*TEXT*

Und das hat gute Gründe. Denn, so fanden die Forscher heraus, wie kräftig die Schnäbel der Männchen rot, orange oder gelb gefärbt sind, ist von so genannten Carotinoiden abhängig, Pigmenten, die auch bei der Funktion des Immunsystems eine Rolle spielen. Carotinoide unterstützen die Immunabwehr und binden freie, für Zellen toxische Radikale, die bei bestimmten Immunantworten frei werden. Tiere sind nicht in der Lage, die Carotinoide selbst herstzustellen, sondern müssen diese durch die Nahrung aufnehmen.

Die Farbe der Schnäbel könnte demnach eine Art Gesundheits-Indikator für die Weibchen sein, denn nur ein gesundes Männchen kann es sich auch leisten, die wertvollen Pigmente als Schnabelfarbe verschwenderisch anzulegen.

*VORGEGEBENE ANGABEN*
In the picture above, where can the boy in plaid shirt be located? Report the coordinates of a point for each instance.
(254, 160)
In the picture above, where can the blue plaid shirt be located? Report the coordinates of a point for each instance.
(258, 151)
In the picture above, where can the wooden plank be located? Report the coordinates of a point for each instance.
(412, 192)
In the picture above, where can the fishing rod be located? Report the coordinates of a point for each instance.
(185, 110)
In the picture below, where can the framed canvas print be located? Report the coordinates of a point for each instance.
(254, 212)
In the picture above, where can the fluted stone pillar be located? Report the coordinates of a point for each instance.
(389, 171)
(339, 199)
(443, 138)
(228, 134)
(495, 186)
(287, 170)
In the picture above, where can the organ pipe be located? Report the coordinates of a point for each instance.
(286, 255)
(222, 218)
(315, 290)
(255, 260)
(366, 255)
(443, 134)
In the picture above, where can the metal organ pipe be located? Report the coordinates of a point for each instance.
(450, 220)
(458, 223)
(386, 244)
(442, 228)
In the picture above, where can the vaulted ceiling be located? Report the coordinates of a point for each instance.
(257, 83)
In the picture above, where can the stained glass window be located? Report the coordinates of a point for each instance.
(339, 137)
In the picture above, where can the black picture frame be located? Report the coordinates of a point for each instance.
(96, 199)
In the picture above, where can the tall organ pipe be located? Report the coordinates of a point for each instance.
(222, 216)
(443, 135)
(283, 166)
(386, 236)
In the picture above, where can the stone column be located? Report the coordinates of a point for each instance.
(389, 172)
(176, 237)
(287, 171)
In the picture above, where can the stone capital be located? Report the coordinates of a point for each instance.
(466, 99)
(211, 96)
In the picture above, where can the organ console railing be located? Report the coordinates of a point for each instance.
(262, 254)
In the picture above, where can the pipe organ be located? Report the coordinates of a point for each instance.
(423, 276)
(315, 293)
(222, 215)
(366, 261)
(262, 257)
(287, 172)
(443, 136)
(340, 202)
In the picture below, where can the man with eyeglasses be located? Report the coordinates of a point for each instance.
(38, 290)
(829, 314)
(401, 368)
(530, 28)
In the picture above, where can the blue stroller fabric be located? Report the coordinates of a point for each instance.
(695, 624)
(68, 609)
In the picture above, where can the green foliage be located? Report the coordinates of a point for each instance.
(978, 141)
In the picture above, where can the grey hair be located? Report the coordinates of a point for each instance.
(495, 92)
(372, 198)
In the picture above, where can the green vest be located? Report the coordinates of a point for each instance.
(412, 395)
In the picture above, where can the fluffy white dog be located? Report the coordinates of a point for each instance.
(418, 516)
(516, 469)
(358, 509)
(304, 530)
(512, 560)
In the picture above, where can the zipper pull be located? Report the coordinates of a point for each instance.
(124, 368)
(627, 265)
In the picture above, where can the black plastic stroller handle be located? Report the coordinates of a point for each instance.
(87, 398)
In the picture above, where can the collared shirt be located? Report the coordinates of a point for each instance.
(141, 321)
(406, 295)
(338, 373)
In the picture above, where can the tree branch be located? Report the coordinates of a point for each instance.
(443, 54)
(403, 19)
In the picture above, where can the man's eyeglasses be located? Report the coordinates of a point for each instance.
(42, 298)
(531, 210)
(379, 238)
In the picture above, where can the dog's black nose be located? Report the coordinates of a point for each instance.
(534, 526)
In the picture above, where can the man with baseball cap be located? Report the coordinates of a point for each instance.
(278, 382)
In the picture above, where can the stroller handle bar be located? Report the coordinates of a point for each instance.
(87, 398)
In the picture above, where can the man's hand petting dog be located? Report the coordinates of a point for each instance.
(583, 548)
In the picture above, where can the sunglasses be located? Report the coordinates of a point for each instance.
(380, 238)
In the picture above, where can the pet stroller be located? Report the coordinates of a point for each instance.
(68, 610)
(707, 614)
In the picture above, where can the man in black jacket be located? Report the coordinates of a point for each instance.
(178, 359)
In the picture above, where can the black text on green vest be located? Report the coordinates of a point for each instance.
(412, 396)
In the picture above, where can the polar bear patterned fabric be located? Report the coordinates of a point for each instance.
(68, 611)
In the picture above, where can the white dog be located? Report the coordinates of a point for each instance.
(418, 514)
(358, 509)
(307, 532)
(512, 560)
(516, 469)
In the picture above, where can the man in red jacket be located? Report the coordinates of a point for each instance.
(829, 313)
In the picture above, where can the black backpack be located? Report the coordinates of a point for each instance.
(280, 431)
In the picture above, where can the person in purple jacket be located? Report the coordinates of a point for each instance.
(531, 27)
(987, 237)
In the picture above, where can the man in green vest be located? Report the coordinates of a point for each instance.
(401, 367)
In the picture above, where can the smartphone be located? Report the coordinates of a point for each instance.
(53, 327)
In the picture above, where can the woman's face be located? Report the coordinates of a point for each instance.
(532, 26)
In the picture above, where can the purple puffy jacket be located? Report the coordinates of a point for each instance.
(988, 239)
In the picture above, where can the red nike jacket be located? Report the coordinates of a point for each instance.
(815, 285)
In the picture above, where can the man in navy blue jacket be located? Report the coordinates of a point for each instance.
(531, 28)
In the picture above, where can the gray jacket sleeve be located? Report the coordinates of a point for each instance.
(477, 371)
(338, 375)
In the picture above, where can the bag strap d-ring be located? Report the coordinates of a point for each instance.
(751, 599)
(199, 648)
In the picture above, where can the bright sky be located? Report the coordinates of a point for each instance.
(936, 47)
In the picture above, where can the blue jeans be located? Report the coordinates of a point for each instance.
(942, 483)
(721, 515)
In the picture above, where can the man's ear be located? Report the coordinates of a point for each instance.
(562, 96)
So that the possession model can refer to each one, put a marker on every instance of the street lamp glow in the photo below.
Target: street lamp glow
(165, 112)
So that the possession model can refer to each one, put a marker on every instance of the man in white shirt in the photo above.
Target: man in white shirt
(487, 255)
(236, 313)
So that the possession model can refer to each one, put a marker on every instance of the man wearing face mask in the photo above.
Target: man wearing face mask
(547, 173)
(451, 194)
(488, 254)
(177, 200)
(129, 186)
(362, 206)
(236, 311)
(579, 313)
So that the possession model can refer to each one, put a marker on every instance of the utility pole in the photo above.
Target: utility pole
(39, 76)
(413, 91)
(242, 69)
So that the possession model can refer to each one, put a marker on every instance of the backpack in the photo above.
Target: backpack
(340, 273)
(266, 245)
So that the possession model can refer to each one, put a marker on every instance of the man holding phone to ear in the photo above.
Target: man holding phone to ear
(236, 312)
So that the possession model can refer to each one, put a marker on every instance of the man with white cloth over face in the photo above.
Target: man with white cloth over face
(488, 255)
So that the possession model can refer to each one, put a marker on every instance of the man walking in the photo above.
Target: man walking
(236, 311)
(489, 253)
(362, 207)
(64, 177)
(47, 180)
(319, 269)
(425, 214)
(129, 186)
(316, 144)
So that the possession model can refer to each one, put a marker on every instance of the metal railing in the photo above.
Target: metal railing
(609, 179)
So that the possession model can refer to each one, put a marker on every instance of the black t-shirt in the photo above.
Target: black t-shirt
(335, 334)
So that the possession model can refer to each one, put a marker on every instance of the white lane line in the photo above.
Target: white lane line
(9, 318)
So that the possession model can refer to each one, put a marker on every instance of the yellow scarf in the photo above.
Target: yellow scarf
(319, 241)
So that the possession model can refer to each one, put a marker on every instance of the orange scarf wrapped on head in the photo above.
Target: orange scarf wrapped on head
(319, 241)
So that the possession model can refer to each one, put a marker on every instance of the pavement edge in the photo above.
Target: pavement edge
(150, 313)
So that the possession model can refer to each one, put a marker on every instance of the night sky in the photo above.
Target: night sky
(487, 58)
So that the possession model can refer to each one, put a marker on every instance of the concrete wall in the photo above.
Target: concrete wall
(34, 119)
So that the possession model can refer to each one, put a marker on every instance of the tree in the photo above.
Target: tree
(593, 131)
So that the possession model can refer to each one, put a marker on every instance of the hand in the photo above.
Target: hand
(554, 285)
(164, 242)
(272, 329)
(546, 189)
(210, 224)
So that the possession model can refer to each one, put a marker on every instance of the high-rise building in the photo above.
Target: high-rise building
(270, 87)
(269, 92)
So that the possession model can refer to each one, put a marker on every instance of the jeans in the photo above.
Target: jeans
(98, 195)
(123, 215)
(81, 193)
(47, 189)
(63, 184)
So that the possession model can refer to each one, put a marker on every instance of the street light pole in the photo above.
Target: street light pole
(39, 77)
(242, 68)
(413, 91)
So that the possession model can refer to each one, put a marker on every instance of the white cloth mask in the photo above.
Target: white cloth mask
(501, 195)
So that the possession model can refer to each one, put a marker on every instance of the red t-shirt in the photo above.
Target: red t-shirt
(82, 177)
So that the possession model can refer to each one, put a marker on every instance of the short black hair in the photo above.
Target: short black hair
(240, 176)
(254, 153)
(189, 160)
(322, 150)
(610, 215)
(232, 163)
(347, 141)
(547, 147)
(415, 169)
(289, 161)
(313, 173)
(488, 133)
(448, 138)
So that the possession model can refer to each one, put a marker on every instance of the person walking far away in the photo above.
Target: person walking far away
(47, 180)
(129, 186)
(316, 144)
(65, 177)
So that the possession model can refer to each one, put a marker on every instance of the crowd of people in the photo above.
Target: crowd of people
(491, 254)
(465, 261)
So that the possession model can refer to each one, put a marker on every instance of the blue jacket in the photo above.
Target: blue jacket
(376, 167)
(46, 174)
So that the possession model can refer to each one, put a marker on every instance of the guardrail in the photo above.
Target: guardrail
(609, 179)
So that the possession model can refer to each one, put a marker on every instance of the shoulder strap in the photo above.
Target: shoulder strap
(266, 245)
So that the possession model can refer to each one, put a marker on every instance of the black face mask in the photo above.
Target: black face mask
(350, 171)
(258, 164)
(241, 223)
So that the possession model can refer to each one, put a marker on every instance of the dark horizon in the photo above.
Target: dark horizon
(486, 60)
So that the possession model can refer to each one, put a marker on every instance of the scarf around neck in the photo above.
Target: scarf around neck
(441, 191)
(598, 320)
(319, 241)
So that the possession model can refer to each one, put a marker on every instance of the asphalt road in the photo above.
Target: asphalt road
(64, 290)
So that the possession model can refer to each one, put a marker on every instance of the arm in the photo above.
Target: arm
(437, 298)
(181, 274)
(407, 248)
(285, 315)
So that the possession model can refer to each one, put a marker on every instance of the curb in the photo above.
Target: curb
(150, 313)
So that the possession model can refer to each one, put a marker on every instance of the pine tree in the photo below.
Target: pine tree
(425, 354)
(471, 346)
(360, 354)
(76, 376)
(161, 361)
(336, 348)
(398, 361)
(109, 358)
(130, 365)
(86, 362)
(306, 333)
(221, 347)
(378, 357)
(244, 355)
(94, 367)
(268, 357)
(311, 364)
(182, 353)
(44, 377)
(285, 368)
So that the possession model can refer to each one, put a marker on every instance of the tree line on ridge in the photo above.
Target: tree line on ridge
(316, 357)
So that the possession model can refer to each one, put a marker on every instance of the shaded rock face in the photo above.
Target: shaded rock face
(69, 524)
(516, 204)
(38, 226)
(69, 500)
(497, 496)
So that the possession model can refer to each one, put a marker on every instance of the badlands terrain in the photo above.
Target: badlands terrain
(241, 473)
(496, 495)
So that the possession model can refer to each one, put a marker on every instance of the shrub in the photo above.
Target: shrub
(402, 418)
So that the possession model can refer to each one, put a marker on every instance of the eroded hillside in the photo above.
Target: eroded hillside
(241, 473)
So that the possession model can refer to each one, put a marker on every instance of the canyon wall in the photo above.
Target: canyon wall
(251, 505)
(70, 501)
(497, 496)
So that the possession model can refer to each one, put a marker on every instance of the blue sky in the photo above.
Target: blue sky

*FRAGEN ZUM MATERIAL*
A – Gib aus dem Text über die Schnabelfarbe wortgetreu den Teil wieder, der mit den Worten „Und das hat“ anfängt und mit „die Nahrung aufnehmen.“ aufhört.
B – Wovon hängt laut dem Text über die Schnabelfarbe ab, wie kräftig die Schnäbel der Männchen gefärbt sind?
Die Datensätze haben mit dem Text nichts zu tun.

*LÖSUNGEN*
A –
Und das hat gute Gründe. Denn, so fanden die Forscher heraus, wie kräftig die Schnäbel der Männchen rot, orange oder gelb gefärbt sind, ist von so genannten Carotinoiden abhängig, Pigmenten, die auch bei der Funktion des Immunsystems eine Rolle spielen. Carotinoide unterstützen die Immunabwehr und binden freie, für Zellen toxische Radikale, die bei bestimmten Immunantworten frei werden. Tiere sind nicht in der Lage, die Carotinoide selbst herstzustellen, sondern müssen diese durch die Nahrung aufnehmen.

B – Von so genannten Carotinoiden, Pigmenten, die auch bei der Funktion des Immunsystems eine Rolle spielen.